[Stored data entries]
- - - - - - -

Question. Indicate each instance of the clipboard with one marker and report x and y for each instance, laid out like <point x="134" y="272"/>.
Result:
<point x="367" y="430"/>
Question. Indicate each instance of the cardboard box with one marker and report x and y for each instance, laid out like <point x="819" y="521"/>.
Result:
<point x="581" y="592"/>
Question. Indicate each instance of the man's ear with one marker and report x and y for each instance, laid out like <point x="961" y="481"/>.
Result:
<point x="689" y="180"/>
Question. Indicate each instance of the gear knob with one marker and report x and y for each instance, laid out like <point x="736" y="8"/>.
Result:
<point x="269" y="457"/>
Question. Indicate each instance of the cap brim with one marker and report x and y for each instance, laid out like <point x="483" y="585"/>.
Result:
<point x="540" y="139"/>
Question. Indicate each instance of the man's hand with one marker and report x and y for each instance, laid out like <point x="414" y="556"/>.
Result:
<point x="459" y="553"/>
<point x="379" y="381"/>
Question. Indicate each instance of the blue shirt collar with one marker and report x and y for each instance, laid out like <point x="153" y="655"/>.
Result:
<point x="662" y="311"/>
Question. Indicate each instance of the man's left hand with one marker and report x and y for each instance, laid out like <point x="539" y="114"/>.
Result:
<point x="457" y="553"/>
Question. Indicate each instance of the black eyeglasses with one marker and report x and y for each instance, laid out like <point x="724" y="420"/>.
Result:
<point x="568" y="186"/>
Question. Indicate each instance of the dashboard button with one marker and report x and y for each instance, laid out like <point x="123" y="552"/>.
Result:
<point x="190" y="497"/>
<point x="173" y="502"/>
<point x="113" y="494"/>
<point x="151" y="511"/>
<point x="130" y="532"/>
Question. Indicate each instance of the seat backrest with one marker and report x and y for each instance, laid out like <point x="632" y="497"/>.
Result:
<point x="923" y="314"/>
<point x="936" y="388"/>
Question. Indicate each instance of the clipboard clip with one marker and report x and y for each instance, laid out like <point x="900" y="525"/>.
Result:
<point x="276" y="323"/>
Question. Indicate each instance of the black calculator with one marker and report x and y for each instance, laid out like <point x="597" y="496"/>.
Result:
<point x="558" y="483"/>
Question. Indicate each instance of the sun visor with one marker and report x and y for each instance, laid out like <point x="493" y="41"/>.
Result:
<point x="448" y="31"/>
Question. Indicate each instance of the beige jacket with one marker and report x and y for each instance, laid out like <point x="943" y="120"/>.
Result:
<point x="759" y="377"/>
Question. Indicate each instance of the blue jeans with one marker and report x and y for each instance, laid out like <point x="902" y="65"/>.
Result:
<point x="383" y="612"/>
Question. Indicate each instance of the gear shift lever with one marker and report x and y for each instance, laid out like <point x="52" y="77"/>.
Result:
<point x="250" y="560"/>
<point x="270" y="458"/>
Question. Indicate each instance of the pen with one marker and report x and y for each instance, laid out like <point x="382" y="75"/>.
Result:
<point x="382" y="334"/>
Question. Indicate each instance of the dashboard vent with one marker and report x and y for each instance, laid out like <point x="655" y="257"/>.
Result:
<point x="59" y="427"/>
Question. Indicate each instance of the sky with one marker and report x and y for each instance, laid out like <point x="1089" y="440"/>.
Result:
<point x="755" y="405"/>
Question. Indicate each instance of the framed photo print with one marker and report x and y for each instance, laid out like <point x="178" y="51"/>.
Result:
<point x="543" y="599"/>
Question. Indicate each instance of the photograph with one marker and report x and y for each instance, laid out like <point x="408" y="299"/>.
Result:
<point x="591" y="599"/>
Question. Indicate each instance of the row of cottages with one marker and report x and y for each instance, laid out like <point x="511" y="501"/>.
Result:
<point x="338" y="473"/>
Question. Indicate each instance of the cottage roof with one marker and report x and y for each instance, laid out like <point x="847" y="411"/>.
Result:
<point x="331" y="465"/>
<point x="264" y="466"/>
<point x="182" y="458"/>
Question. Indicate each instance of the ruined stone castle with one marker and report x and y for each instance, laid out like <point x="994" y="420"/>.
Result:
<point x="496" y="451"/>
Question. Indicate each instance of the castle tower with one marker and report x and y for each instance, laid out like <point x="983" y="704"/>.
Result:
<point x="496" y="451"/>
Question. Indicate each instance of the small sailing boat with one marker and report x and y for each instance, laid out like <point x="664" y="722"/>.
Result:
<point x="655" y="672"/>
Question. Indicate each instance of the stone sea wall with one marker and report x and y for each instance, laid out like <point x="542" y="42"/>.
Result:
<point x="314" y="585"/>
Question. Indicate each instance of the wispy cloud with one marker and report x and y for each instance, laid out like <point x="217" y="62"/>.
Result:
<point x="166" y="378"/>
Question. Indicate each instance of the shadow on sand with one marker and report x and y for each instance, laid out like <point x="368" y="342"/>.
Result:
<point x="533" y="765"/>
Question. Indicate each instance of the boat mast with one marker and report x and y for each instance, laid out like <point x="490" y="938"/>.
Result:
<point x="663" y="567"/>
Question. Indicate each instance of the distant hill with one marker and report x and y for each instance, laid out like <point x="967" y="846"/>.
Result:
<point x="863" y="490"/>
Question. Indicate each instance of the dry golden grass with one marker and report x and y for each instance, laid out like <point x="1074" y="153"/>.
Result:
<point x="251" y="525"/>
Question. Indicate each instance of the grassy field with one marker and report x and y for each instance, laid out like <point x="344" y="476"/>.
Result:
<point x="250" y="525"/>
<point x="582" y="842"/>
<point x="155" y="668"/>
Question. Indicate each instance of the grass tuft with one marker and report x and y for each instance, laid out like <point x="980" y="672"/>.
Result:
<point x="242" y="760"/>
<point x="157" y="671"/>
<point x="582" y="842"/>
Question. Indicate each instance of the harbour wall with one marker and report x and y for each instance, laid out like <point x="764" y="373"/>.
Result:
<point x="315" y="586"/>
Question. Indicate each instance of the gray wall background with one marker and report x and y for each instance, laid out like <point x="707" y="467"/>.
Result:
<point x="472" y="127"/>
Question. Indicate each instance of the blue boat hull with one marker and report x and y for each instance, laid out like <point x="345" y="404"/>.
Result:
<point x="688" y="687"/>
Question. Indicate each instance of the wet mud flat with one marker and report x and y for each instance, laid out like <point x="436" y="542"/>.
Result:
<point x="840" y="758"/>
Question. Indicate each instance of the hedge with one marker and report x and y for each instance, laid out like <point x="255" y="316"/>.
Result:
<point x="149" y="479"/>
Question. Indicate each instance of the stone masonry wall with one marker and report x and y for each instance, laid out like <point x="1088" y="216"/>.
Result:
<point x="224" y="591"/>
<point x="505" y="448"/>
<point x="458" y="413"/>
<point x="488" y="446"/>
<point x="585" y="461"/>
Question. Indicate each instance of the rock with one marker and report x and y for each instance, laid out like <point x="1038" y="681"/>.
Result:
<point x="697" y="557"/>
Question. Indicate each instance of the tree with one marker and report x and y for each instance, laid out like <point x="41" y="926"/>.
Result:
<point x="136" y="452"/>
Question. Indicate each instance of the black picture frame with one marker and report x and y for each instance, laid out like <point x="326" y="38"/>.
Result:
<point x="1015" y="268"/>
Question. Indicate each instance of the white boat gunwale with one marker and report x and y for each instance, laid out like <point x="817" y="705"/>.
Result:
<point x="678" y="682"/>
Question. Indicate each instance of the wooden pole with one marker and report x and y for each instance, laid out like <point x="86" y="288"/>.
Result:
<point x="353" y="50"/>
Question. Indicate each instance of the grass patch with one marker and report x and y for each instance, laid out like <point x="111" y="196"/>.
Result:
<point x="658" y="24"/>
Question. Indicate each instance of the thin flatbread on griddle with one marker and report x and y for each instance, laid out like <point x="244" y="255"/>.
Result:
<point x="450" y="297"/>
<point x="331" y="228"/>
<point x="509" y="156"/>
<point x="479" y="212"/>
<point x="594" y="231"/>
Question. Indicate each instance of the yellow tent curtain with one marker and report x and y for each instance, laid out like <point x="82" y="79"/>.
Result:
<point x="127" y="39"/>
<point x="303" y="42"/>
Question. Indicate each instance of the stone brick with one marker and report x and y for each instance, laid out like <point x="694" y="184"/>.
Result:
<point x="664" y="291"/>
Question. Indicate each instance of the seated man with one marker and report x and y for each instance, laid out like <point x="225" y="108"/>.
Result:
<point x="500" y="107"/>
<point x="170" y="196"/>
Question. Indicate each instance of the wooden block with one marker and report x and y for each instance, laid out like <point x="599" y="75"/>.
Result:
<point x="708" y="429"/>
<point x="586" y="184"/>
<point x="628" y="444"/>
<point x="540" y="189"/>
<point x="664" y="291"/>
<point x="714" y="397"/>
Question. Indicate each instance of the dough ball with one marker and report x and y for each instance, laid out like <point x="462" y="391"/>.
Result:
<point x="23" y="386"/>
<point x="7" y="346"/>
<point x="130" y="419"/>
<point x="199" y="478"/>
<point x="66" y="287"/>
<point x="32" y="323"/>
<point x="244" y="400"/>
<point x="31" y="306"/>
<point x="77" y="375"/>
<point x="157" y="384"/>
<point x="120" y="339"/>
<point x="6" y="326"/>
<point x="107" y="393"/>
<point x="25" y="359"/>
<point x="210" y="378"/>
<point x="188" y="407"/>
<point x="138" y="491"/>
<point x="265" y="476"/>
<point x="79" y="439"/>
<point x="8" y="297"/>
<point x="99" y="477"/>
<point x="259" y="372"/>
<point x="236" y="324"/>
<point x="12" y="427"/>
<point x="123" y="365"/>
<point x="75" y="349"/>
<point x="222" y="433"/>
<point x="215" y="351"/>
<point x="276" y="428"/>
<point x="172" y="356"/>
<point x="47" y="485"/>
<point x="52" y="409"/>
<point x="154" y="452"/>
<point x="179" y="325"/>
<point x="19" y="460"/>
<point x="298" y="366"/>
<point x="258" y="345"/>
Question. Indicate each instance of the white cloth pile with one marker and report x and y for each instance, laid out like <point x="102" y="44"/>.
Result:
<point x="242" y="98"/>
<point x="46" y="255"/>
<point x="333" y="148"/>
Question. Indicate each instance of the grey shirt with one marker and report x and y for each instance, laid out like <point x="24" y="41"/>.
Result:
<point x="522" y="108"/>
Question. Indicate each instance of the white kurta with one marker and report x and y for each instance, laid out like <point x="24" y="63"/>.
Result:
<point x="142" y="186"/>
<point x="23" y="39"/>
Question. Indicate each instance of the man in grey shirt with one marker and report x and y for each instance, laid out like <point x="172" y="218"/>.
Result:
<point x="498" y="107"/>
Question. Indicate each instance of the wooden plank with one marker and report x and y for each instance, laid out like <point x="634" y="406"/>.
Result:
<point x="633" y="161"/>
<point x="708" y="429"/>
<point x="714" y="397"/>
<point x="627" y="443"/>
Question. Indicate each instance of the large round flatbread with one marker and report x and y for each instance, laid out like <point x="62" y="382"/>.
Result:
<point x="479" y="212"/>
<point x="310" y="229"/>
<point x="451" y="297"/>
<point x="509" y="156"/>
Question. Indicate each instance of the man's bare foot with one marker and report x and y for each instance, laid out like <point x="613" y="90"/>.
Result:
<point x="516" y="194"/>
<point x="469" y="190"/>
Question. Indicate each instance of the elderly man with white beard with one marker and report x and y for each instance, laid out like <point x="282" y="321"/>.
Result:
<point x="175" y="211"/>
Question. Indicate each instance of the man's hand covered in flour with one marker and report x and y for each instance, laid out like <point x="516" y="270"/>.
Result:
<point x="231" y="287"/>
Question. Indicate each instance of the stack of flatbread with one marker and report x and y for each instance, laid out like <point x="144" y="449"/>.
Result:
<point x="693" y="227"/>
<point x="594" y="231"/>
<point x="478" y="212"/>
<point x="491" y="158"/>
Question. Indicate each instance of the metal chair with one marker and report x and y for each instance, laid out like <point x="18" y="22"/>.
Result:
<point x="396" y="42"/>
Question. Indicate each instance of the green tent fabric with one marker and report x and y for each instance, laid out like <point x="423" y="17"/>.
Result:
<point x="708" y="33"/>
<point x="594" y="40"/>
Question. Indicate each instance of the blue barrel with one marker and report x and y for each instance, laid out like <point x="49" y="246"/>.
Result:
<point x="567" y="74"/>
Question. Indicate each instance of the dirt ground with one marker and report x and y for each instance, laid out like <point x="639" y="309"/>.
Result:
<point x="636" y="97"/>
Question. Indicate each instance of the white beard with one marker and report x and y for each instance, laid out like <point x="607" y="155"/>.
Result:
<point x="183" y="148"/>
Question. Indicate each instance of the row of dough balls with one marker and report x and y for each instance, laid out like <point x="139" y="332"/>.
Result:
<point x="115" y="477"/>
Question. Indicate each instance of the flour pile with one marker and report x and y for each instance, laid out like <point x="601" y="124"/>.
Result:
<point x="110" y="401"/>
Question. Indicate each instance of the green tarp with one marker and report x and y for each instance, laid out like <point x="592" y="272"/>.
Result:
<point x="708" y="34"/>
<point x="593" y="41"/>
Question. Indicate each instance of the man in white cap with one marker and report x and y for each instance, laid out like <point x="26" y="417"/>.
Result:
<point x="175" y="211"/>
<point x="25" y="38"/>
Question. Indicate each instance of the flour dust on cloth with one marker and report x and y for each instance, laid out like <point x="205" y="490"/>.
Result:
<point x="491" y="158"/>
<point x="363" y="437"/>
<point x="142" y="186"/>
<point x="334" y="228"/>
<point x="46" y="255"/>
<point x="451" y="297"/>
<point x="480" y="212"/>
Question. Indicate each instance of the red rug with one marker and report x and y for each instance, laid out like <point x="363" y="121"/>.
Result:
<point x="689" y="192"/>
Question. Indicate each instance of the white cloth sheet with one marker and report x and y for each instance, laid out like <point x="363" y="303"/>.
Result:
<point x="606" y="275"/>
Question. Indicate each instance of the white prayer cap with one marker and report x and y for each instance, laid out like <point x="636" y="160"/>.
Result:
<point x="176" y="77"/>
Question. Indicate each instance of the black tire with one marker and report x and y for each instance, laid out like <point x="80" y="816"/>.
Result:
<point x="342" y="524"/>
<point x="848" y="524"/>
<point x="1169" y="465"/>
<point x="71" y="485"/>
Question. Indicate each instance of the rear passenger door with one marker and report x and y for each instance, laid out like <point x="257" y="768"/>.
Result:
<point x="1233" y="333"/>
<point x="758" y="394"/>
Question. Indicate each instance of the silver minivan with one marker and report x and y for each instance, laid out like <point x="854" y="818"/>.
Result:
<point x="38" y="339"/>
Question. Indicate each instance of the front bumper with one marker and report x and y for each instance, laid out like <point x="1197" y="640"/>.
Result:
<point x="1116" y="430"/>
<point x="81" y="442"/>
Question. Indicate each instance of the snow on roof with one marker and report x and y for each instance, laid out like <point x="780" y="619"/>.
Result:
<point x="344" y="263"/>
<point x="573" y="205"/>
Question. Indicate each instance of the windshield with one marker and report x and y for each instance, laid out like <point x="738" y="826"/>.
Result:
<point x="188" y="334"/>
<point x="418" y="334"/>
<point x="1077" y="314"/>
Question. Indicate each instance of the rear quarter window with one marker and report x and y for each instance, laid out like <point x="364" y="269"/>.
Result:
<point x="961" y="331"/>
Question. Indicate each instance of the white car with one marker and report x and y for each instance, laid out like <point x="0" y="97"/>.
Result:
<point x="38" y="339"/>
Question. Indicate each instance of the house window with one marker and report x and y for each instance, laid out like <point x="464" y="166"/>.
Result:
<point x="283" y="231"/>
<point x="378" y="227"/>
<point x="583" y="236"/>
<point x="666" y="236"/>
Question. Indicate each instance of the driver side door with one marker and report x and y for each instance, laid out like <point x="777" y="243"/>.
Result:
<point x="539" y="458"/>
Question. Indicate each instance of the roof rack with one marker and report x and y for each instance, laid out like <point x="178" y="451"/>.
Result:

- - - - - - -

*Task brief*.
Return exactly, and only, the lines above starting at the line that contains "Question. Indicate each instance of the man in grey" and ending at the line that contains "Question. Indicate each instance of the stack".

*Answer to this task*.
Question. Indicate each instance of the man in grey shirt with one marker and report x and y for each instance, laid out like <point x="172" y="218"/>.
Result:
<point x="498" y="107"/>
Question. Indicate each instance of the wooden plank with one marker and report x and y for each instance, laid out like <point x="634" y="406"/>.
Result:
<point x="633" y="161"/>
<point x="708" y="429"/>
<point x="714" y="397"/>
<point x="627" y="443"/>
Question. Indicate each instance of the large round flatbread with one marker and report x and y for each instance, laid out like <point x="62" y="382"/>.
Result:
<point x="479" y="212"/>
<point x="310" y="229"/>
<point x="451" y="297"/>
<point x="509" y="156"/>
Question. Indicate each instance of the man's bare foot with one marker and report x and y for each instance, laid out like <point x="613" y="90"/>.
Result:
<point x="516" y="194"/>
<point x="469" y="190"/>
Question. Indicate each instance of the elderly man with white beard with one marker and report x and y for each instance, laid out like <point x="282" y="321"/>.
Result:
<point x="175" y="211"/>
Question. Indicate each instance of the man's hand covered in flour with one marker and report x and y for each instance, laid out like <point x="516" y="270"/>.
Result:
<point x="231" y="287"/>
Question. Indicate each instance of the stack of flatbread with one marker and report x and y for each instance, laid out like <point x="144" y="449"/>.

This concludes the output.